■ Task details: Exactly transcribe the line that holds "positive clicks: (83, 108)" and every remaining line of the records, up to and including the final one, with nothing else.

[Source information Boundary: Start]

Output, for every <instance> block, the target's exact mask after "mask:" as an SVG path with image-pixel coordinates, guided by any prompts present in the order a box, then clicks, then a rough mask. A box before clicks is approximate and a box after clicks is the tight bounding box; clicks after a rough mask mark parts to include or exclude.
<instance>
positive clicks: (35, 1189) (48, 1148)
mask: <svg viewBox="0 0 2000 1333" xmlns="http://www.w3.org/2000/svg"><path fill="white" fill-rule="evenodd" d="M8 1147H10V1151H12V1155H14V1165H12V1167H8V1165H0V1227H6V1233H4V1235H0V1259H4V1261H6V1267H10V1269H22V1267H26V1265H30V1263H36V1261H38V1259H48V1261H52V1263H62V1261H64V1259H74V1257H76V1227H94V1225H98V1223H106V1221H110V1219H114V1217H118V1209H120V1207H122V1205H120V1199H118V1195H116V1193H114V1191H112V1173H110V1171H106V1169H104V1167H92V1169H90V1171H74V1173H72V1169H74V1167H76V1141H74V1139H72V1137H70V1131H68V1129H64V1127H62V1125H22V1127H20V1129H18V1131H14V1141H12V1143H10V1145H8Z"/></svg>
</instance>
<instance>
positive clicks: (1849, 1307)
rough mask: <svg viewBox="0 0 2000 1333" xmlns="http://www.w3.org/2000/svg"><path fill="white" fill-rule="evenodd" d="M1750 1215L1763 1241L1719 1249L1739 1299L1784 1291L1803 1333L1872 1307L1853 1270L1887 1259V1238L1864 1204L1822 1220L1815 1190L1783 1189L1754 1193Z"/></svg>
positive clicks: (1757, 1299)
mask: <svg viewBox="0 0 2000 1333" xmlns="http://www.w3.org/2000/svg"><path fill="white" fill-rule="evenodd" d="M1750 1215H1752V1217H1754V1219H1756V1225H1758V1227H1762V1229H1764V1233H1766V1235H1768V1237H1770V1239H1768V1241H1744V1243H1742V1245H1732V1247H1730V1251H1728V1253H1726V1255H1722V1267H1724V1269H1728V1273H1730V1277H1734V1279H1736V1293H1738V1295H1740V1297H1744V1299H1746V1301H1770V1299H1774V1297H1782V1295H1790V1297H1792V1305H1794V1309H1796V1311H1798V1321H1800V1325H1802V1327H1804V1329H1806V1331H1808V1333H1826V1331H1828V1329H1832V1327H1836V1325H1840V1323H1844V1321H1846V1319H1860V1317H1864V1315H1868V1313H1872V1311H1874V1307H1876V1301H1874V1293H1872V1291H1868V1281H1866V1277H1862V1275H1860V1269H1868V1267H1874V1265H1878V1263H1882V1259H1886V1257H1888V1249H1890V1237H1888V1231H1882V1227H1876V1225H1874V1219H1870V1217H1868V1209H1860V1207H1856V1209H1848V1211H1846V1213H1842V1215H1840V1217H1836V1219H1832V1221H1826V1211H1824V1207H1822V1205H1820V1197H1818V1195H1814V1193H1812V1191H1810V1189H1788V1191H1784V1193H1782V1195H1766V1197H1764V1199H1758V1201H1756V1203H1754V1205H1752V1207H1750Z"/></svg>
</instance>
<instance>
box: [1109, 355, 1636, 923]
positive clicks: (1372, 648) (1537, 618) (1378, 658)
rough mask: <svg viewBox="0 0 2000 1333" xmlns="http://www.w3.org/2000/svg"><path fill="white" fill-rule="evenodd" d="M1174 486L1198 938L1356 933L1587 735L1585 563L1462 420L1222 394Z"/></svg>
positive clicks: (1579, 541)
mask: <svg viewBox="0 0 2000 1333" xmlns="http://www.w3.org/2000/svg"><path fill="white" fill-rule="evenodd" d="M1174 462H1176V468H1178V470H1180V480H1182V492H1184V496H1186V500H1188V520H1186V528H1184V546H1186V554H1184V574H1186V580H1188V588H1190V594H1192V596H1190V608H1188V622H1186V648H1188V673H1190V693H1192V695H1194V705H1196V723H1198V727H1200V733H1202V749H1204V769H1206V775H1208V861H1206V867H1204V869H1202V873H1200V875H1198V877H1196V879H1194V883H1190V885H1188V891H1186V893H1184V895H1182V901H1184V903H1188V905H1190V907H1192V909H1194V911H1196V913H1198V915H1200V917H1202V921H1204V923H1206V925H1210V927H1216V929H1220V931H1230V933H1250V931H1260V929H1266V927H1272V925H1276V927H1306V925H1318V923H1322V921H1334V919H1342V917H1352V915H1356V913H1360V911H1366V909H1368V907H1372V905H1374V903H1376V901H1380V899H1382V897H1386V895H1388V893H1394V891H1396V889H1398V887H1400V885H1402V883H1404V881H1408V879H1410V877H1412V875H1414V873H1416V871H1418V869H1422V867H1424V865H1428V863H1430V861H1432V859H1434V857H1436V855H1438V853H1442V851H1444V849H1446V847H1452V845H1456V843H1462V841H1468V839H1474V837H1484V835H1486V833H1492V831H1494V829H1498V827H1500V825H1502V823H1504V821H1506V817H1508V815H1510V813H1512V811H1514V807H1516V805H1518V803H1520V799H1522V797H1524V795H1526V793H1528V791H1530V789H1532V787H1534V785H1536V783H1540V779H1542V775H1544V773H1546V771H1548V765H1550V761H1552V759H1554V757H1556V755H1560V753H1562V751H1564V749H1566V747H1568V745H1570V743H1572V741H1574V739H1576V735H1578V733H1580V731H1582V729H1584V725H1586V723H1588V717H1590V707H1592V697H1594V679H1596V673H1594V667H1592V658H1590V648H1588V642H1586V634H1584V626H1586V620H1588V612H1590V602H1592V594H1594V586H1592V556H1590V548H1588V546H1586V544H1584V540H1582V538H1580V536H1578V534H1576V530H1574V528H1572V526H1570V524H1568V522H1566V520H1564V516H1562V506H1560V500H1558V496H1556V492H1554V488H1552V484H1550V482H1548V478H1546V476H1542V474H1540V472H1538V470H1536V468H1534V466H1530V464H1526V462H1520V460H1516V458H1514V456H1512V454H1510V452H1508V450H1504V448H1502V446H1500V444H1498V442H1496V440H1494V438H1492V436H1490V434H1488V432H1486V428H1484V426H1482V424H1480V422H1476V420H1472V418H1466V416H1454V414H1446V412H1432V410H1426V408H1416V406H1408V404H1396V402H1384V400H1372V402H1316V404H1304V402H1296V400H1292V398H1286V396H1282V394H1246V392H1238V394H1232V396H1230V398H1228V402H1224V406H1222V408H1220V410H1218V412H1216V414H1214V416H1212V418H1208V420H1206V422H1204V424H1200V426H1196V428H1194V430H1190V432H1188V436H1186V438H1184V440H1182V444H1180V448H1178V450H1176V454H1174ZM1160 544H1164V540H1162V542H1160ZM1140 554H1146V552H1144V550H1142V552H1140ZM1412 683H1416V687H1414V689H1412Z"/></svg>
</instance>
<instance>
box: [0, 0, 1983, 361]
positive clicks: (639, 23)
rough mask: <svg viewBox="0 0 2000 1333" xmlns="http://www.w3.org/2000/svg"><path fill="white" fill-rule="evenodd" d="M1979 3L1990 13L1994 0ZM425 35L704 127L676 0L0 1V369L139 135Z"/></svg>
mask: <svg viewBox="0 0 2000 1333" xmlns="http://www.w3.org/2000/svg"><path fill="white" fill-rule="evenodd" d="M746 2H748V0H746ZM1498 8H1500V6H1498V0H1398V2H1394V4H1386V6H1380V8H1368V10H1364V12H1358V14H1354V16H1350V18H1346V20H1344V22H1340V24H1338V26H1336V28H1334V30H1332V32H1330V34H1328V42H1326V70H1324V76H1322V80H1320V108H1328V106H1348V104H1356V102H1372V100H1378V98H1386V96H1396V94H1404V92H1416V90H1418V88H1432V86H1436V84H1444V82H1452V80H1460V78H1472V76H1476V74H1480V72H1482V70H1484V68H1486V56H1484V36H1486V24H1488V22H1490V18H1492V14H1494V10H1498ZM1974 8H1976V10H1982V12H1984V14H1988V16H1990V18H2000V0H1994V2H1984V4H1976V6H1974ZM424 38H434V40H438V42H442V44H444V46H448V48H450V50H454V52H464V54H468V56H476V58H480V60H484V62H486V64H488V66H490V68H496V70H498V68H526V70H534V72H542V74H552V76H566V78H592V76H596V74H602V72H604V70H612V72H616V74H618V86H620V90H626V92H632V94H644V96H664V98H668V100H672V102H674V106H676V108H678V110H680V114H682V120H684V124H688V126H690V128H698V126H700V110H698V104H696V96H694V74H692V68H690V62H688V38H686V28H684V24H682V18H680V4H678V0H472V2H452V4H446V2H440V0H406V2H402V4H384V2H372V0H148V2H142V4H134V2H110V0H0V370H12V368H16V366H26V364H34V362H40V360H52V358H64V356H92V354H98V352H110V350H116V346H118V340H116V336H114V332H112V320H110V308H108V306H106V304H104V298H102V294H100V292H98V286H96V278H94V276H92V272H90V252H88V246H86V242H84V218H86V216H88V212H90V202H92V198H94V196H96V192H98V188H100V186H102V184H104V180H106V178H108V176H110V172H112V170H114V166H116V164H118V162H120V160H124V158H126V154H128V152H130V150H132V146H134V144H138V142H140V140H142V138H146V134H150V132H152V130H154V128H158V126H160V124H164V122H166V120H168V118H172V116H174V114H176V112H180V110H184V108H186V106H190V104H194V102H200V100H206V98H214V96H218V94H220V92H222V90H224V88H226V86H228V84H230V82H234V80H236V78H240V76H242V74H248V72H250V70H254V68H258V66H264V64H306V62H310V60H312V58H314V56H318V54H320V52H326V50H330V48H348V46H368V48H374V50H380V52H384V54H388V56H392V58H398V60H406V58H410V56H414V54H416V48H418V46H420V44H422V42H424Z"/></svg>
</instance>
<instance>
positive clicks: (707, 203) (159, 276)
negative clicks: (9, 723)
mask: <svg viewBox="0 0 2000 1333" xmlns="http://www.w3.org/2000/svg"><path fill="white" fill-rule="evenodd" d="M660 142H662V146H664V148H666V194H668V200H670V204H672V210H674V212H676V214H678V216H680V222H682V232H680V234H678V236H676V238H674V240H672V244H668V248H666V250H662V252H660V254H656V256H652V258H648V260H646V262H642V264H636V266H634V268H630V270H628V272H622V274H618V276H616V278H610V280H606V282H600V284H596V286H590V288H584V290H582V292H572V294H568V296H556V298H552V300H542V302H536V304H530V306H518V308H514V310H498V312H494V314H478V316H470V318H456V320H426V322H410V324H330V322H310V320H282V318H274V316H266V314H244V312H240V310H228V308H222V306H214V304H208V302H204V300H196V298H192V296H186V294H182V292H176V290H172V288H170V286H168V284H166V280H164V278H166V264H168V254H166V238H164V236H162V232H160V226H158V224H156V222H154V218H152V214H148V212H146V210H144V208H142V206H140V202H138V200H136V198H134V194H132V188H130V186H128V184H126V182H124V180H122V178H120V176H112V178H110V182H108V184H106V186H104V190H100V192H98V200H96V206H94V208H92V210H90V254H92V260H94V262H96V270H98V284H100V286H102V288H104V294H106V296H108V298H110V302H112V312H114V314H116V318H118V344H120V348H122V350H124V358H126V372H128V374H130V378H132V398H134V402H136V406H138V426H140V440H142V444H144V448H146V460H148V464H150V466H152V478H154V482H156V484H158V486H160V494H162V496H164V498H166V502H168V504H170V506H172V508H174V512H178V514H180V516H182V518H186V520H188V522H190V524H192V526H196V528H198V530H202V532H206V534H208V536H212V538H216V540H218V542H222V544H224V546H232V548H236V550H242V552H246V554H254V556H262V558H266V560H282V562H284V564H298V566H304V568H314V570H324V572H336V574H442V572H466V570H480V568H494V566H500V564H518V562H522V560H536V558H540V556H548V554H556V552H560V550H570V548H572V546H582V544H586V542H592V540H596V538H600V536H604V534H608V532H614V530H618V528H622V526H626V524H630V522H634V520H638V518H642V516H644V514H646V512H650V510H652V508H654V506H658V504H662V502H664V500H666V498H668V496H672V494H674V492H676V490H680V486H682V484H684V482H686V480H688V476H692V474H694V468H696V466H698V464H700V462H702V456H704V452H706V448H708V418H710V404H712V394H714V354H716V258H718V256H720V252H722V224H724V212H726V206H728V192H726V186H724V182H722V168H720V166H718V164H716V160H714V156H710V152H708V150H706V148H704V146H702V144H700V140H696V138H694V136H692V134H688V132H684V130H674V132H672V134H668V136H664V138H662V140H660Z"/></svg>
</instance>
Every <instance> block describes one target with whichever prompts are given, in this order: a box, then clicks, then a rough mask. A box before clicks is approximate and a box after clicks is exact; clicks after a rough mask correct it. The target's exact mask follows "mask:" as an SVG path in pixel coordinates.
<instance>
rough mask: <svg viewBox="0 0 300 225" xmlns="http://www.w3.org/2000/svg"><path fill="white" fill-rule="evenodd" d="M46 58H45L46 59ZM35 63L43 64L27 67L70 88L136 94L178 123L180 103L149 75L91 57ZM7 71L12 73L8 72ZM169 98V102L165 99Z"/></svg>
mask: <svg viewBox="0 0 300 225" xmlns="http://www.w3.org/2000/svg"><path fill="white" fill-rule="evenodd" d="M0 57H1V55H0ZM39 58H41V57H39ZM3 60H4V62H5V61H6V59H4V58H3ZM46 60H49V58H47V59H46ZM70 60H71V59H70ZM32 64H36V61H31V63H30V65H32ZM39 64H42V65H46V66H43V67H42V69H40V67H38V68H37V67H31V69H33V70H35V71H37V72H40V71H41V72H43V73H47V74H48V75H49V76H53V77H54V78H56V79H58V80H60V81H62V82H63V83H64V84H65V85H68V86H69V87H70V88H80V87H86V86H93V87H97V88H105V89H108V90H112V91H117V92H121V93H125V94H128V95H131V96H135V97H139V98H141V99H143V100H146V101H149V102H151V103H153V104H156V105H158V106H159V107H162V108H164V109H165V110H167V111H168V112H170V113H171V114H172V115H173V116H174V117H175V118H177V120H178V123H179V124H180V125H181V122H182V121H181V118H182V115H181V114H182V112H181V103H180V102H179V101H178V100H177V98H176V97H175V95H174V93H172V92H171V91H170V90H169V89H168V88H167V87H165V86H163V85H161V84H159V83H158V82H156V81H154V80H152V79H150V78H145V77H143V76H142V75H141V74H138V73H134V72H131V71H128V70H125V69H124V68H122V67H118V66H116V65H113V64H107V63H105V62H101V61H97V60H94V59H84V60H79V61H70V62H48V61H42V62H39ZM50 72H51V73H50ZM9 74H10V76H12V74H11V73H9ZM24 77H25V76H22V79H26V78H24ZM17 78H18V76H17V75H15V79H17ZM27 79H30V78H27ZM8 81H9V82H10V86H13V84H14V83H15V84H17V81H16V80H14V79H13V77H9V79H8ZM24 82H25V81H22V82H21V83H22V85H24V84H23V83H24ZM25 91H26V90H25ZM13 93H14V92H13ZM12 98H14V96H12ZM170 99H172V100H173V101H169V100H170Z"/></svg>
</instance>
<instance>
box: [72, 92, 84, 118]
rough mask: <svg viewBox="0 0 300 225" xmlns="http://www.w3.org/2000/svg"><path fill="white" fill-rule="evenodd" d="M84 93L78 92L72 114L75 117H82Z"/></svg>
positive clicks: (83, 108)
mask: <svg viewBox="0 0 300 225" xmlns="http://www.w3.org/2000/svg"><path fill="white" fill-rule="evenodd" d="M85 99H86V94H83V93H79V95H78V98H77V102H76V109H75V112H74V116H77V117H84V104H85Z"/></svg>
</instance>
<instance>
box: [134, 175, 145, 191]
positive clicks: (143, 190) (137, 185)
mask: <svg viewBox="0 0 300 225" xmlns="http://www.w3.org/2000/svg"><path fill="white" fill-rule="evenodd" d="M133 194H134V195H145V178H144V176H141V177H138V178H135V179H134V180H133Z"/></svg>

[Source information Boundary: End]

■ Result of the exercise:
positive clicks: (83, 108)
mask: <svg viewBox="0 0 300 225" xmlns="http://www.w3.org/2000/svg"><path fill="white" fill-rule="evenodd" d="M85 99H86V94H83V93H79V95H78V98H77V102H76V109H75V112H74V116H77V117H84V104H85Z"/></svg>
</instance>
<instance>
box: [134, 175, 145, 191]
positive clicks: (143, 190) (137, 185)
mask: <svg viewBox="0 0 300 225" xmlns="http://www.w3.org/2000/svg"><path fill="white" fill-rule="evenodd" d="M133 194H134V195H145V178H144V176H141V177H138V178H135V179H134V180H133Z"/></svg>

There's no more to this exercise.